═══ PASSAGE TO READ ═══

At its western end, the Rue du Rhône feeds into hectic Place Bel-Air, sliced across by tramlines and bus-wires. The Pont de l’Île spans the river here across an island, which boasts the diminutive Tour de l’Île, last remaining tower of a thirteenth-century château. Grandiose Rue de la Corraterie heads south to yet more grandiose Place Neuve, dominated by the high retaining wall of the Old Town and a host of Neoclassical temples. The street joins the square beside the Musée Rath, Geneva’s first art museum, opened in 1826, and still holding a changing series of world-class art shows (Tues & Thurs–Sun 10am–5pm, Wed noon–9pm; admission varies). Adjacent is the Grand-Théâtre, Geneva’s opera house and principal theatre stage, which only just clung onto its facade after the devastating fire of 1951, when a rehearsal of the last act of Wagner’s Walkyrie, in which Brunhilde is encircled by flames, got out of hand. Further round the square is the equally ornate Conservatoire de Musique.

═══

**SET EXERCISE 1:**
Answer these questions about the passage on central Geneva.
(a) What is the Tour de l’Île the last remaining tower of?
(b) In what year did the Musée Rath open?
(c) A rehearsal of which part of which opera led to the 1951 fire at the Grand-Théâtre?
**SET EXERCISE 2:**
Pick up the passage on central Geneva after its final sentence and continue it for one paragraph in the same style.

═══ SUPPLIED INFORMATION ═══

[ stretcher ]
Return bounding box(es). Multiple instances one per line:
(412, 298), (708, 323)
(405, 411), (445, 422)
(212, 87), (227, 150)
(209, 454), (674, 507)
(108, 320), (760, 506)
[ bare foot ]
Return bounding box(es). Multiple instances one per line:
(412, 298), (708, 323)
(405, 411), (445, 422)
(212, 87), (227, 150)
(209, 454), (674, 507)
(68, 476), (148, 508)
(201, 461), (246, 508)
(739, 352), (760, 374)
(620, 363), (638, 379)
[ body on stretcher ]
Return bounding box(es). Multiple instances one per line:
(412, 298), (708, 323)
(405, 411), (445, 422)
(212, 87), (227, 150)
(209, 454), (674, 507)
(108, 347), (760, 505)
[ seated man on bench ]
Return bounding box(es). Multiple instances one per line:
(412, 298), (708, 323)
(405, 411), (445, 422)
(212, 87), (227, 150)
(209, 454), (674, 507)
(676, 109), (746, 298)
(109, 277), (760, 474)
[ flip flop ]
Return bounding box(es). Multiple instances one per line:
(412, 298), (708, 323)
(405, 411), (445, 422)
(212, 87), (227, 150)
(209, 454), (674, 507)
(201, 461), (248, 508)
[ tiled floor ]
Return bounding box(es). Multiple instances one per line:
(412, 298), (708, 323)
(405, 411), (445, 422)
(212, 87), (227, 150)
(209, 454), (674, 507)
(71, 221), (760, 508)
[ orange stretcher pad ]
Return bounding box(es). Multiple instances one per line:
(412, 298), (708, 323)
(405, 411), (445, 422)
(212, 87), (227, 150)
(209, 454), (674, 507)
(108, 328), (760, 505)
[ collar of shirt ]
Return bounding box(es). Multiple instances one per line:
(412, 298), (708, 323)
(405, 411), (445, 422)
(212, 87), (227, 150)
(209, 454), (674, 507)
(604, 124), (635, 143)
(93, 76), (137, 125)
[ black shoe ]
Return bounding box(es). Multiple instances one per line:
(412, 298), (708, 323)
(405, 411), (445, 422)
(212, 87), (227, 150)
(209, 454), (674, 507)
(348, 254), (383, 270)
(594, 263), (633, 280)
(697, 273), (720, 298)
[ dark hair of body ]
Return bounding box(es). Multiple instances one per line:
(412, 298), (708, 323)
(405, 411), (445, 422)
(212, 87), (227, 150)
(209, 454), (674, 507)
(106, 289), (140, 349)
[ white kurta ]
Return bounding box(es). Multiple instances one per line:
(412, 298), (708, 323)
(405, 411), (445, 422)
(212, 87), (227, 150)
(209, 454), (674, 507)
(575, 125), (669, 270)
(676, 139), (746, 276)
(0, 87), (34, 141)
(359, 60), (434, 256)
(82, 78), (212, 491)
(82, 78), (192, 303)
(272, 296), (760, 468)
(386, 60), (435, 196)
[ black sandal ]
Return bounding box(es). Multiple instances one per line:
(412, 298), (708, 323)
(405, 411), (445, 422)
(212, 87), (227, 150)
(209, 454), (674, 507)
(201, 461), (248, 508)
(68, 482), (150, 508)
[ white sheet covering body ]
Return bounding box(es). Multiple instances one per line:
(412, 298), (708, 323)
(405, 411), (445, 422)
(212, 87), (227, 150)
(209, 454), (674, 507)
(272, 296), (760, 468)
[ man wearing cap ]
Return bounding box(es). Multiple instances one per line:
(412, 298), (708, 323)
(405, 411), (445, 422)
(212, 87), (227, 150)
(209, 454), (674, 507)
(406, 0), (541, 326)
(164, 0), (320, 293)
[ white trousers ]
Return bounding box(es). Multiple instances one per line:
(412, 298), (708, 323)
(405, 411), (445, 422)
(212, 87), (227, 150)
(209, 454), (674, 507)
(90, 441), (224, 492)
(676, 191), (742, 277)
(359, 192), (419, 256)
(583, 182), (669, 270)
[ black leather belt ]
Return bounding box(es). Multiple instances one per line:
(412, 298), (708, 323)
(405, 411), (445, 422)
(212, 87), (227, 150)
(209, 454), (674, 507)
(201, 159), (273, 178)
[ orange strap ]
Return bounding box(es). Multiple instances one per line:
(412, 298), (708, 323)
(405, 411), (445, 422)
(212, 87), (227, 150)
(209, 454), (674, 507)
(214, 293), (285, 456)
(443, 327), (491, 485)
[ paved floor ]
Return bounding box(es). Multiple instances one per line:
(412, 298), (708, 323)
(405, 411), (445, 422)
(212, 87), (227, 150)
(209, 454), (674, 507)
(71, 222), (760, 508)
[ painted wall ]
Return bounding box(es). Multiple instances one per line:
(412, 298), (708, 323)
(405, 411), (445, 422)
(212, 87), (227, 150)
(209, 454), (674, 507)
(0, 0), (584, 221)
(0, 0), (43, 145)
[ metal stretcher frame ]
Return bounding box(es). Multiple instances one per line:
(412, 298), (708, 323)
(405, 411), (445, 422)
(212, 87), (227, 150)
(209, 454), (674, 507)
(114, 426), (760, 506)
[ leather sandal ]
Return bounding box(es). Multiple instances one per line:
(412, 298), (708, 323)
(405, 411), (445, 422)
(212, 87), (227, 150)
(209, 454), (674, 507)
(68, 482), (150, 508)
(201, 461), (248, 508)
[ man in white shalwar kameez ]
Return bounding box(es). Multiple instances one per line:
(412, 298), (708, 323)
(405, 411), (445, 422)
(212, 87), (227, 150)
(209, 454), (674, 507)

═══

**RESPONSE 1:**
(a) A thirteenth-century château.
(b) 1826.
(c) The last act of Wagner’s Walkyrie.

**RESPONSE 2:**
Heading south from Place Neuve through the enormous gates brings you into the Parc des Bastions, a tranquil patch of green below the Old Town ramparts that’s much beloved of students (the university buildings are all around) and oldtimers playing giant chess. At the east edge of the park, in a dramatic location propping up the Old Town, is the gigantic Mur de la Réformation, a 100m-long wall erected in 1917 and dominated by forbidding, 5m-high statues of the four major Genevan reformers: Guillaume Farel, first to preach the Reformation in Geneva; Jean Calvin, leader of the Reform movement and spiritual father of the city; Théodore de Bèze, successor to Calvin; and John Knox, friend of Calvin and founder of Scottish Presbyterianism. Behind runs the motto of the city and the Reformation, Post Tenebras Lux (“After the Darkness, Light”). Various figures and bas-reliefs show scenes from Protestant history: just to the right of the main statues is Roger Williams, a Calvinist Puritan who sailed on the Mayflower and founded the city of Providence, Rhode Island. The English Parliament’s 1689 Bill of Rights – which established a constitutional monarchy under the Protestant king William of Orange, and barred Catholics from the throne – is also depicted, but Luther and Zwingli, whom Calvin came to disagree with, are relegated to blocks carved with their surnames flanking the wall.